**READING PASSAGE:**
--add_tweettok
Switch
--add_tweettok
Description
Use Carnegie Mellon University's TweetNLP tokenizer to create a tokenized version of the message table.
Argument and Default Value
None
Details
This will create a table called TABLE_tweettok (where TABLE is specified by -t) in the database specified by -d. The message column in this new table is a list of tokens.
Example on one message
Original message:
"@antijokeapple: What do you call a Bee who is having a bad hair day? A Frisbee." Hahah.
Tokenized message:
["\"", "@antijokeapple", ":", "What", "do", "you", "call", "a", "Bee", "who", "is", "having", "a", "bad", "hair", "day", "?", "A", "Frisbee", ".", "\"", "Hahah", "."]
Other Switches
Required Switches:
Example Commands
# creates the table msgs_tweettok
./dlatkInterface.py -d dla_tutorial -t msgs -c message_id --add_tweettok
mysql> select message from msgs_tweettok limit 1;
+--------------------------------------------------------------------------------------------------------------------------------------------------------------------------------------------------------------------------------------------------------------------------------------------------------------------+
| message |
+--------------------------------------------------------------------------------------------------------------------------------------------------------------------------------------------------------------------------------------------------------------------------------------------------------------------+
| ["can", "you", "believe", "it", "??", "my", "mom", "wouln't", "let", "me", "go", "out", "on", "my", "b'day", "...", "i", "was", "really", "really", "mad", "at", "her", ".", "still", "am", ".", "but", "i", "got", "more", "presents", "from", "my", "friends", "this", "year", ".", "so", "thats", "great", "."] |
+--------------------------------------------------------------------------------------------------------------------------------------------------------------------------------------------------------------------------------------------------------------------------------------------------------------------+

**RAW DATA:**
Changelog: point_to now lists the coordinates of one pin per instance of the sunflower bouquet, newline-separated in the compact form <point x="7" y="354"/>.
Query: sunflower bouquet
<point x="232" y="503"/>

**PROBLEM DESCRIPTION:** In the page on the --add_tweettok switch, which tokenizer does the switch use?

**TASK OUTPUT:** Carnegie Mellon University's TweetNLP tokenizer.